→ Goal:
Copy every line of the records below, requests included, starting at the line that has "out the black" and stopping after the last line of the records. Multiply each coordinate in the answers by 0.85 and round to whole numbers, with halves rounded up.

Entries from a set of point annotations:
•••

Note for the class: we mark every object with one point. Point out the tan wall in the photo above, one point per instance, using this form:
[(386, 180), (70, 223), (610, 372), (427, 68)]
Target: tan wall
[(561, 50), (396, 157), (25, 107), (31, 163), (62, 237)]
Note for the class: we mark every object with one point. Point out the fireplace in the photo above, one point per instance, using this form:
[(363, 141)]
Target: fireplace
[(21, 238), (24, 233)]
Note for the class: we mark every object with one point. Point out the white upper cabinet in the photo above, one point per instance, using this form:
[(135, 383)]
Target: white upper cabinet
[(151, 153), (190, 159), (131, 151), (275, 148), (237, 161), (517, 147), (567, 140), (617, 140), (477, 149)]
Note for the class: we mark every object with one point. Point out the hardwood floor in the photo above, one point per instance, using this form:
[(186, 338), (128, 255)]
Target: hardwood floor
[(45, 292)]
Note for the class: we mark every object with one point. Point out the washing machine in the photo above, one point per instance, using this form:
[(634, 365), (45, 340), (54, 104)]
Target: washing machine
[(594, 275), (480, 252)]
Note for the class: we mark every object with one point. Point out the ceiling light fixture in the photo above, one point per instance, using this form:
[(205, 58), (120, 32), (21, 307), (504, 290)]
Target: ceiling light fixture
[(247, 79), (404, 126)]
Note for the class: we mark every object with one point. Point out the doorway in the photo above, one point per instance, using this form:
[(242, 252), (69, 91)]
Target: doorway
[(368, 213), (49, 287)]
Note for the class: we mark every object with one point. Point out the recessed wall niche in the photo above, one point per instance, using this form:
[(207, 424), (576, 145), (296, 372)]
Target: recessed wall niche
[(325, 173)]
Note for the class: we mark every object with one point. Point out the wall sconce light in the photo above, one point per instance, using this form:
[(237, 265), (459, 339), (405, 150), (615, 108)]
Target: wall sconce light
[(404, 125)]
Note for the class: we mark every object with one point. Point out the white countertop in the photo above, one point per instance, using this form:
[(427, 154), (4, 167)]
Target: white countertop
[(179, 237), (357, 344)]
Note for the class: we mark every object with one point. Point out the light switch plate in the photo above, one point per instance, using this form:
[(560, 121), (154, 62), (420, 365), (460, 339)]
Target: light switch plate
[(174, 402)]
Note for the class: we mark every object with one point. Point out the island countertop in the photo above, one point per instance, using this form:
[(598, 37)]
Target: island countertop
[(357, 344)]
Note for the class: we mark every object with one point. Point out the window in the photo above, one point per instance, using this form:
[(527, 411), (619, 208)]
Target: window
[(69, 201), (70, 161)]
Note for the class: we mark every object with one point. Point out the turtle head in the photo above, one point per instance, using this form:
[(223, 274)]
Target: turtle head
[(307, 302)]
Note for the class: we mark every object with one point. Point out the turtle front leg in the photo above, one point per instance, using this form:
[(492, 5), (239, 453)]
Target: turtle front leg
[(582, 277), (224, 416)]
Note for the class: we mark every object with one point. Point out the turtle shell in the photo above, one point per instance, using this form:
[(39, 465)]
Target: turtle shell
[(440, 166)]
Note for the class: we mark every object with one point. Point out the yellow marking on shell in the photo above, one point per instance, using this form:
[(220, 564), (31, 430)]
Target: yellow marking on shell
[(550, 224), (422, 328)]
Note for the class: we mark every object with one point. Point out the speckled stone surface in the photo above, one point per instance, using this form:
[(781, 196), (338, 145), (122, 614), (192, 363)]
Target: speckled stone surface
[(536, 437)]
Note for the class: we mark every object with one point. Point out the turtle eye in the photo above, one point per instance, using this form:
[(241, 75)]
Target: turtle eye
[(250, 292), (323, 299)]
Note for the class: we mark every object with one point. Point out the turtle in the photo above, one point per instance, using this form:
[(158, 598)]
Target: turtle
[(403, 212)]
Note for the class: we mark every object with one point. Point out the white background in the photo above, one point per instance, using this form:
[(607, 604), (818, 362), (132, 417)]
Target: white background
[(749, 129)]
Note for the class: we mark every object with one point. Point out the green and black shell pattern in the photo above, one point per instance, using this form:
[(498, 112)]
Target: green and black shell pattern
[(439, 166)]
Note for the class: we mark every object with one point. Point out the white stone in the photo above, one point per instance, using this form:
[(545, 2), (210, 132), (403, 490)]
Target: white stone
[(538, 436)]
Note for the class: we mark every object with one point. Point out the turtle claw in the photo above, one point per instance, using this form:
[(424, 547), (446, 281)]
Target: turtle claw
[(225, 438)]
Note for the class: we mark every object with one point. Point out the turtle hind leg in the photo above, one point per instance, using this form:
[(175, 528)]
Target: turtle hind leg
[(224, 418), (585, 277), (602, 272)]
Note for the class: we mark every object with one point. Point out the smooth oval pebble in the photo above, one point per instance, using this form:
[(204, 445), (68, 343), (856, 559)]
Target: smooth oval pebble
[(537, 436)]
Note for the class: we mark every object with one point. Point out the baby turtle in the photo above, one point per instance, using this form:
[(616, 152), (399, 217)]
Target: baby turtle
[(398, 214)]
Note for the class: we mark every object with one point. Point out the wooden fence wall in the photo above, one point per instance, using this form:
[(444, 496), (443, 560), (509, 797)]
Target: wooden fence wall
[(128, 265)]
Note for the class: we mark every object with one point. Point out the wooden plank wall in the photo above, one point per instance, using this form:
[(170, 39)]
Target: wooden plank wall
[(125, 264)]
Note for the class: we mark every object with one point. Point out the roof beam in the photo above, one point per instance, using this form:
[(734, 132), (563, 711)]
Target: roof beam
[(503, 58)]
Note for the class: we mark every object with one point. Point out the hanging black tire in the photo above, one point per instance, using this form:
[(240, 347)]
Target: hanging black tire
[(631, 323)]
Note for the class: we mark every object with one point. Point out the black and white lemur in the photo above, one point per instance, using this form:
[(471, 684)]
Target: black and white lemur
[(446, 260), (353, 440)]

•••

→ Reply:
Note for the class: we mark every object with one point. Point out the black and white lemur in the photo above, one point per instance, using this form:
[(471, 684)]
Target: black and white lemur
[(379, 221), (300, 374)]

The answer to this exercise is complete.